## Begin Extracted information
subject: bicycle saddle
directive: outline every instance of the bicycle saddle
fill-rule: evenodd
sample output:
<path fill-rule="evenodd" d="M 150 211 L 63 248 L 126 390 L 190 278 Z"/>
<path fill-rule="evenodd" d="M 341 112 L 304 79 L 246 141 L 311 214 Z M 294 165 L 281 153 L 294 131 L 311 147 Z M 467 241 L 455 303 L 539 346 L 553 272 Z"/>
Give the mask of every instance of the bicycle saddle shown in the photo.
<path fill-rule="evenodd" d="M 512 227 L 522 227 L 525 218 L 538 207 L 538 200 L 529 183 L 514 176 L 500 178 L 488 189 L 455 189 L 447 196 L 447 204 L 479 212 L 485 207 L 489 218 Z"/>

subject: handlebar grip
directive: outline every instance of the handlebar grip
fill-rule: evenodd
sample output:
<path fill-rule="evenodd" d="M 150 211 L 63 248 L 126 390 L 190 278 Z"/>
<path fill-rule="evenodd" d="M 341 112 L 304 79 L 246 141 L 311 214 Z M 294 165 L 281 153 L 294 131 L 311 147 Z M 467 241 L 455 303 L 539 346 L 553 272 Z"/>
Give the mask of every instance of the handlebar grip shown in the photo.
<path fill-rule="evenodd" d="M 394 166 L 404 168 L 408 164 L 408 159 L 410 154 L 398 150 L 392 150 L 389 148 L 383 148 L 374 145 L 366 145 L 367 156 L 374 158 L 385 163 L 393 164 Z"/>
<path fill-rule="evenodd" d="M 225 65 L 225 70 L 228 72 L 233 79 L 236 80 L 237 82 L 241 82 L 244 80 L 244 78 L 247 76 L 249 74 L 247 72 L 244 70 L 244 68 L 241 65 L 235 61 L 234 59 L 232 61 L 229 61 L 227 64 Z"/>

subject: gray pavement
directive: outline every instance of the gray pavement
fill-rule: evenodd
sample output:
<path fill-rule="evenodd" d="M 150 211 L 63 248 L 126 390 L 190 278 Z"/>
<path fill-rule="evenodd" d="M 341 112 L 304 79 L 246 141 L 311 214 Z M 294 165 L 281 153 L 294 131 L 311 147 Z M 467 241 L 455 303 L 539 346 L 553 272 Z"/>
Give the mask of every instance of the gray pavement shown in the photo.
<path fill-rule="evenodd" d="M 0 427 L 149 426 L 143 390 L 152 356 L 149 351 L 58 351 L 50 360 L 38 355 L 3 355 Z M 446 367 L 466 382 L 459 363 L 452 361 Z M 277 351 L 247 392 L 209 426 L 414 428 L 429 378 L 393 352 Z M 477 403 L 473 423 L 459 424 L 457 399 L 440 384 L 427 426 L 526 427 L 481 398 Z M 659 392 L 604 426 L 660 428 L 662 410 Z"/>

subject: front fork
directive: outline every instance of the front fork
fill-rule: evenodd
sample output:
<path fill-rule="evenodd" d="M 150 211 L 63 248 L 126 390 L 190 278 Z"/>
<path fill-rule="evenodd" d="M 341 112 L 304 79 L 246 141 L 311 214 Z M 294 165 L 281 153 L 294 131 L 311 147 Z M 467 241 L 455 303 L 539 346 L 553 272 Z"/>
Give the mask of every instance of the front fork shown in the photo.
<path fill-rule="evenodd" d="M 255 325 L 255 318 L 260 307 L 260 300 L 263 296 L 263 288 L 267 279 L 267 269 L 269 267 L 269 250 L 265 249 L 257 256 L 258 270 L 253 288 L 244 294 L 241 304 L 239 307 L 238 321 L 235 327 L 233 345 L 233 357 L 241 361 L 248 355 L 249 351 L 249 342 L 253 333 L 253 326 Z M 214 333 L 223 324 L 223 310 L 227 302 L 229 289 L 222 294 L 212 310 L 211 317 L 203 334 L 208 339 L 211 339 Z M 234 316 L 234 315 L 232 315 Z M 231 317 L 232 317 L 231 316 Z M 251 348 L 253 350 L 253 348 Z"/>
## End Extracted information
#### Written problem:
Put each line of the data above into a Markdown table with a Row column holding the row number and a Line column holding the line. Leave out blank lines.

#### Answer to this task:
| Row | Line |
|---|---|
| 1 | subject: bicycle saddle |
| 2 | directive: outline every instance of the bicycle saddle |
| 3 | fill-rule: evenodd |
| 4 | sample output: |
| 5 | <path fill-rule="evenodd" d="M 150 211 L 63 248 L 126 390 L 190 278 Z"/> |
| 6 | <path fill-rule="evenodd" d="M 341 112 L 304 79 L 246 141 L 311 214 Z M 294 165 L 281 153 L 294 131 L 311 147 Z M 467 241 L 455 303 L 539 346 L 553 272 Z"/> |
| 7 | Give the mask of every instance of the bicycle saddle shown in the photo. |
| 8 | <path fill-rule="evenodd" d="M 512 227 L 522 227 L 525 218 L 538 207 L 538 200 L 529 183 L 514 176 L 500 178 L 488 189 L 455 189 L 447 196 L 447 204 L 479 212 L 485 207 L 489 218 Z"/> |
| 9 | subject: handlebar grip |
| 10 | directive: outline every instance of the handlebar grip |
| 11 | fill-rule: evenodd |
| 12 | sample output: |
| 13 | <path fill-rule="evenodd" d="M 150 211 L 63 248 L 126 390 L 190 278 Z"/> |
| 14 | <path fill-rule="evenodd" d="M 341 112 L 304 79 L 246 141 L 311 214 Z M 294 165 L 281 153 L 294 131 L 311 147 Z M 467 241 L 455 303 L 539 346 L 553 272 Z"/> |
| 15 | Give the mask of every instance of the handlebar grip shown in the photo. |
| 16 | <path fill-rule="evenodd" d="M 394 166 L 404 168 L 408 164 L 408 159 L 410 154 L 398 150 L 392 150 L 389 148 L 383 148 L 374 145 L 366 145 L 367 156 L 374 158 L 385 163 L 393 164 Z"/> |
| 17 | <path fill-rule="evenodd" d="M 225 65 L 225 70 L 228 72 L 233 79 L 236 80 L 237 82 L 241 82 L 244 80 L 244 78 L 247 76 L 249 74 L 247 72 L 244 70 L 244 68 L 241 65 L 235 61 L 234 59 L 232 61 L 229 61 L 227 64 Z"/> |
| 18 | subject: gray pavement |
| 19 | directive: outline every instance of the gray pavement |
| 20 | fill-rule: evenodd |
| 21 | sample output: |
| 22 | <path fill-rule="evenodd" d="M 150 211 L 63 248 L 126 390 L 190 278 Z"/> |
| 23 | <path fill-rule="evenodd" d="M 341 112 L 304 79 L 246 141 L 311 214 Z M 294 165 L 281 153 L 294 131 L 311 147 Z M 467 241 L 455 303 L 539 346 L 553 272 Z"/> |
| 24 | Give the mask of every instance of the gray pavement shown in the photo. |
| 25 | <path fill-rule="evenodd" d="M 0 427 L 149 426 L 143 390 L 152 356 L 149 351 L 58 351 L 50 360 L 38 355 L 3 355 Z M 446 367 L 466 382 L 459 363 L 452 361 Z M 277 351 L 247 392 L 209 426 L 414 428 L 429 378 L 393 352 Z M 477 403 L 473 423 L 459 424 L 457 399 L 440 384 L 427 426 L 526 427 L 481 398 Z M 659 392 L 604 426 L 660 428 L 662 410 Z"/> |
| 26 | subject: front fork |
| 27 | directive: outline every instance of the front fork |
| 28 | fill-rule: evenodd |
| 29 | sample output: |
| 30 | <path fill-rule="evenodd" d="M 150 211 L 63 248 L 126 390 L 190 278 Z"/> |
| 31 | <path fill-rule="evenodd" d="M 341 112 L 304 79 L 246 141 L 311 214 Z M 294 165 L 281 153 L 294 131 L 311 147 Z M 467 241 L 455 303 L 539 346 L 553 272 Z"/> |
| 32 | Give the mask of every instance of the front fork shown in the photo. |
| 33 | <path fill-rule="evenodd" d="M 255 325 L 255 318 L 260 307 L 260 300 L 263 296 L 263 288 L 267 279 L 267 269 L 269 267 L 269 250 L 265 249 L 257 256 L 258 270 L 253 288 L 244 294 L 241 304 L 239 307 L 238 321 L 235 327 L 233 345 L 233 357 L 241 361 L 248 355 L 249 351 L 249 342 L 253 333 L 253 326 Z M 214 333 L 223 324 L 223 310 L 227 302 L 229 289 L 222 294 L 212 310 L 211 317 L 203 334 L 208 339 L 211 339 Z M 234 316 L 234 315 L 232 315 Z M 231 317 L 232 317 L 231 316 Z M 251 348 L 253 350 L 253 348 Z"/> |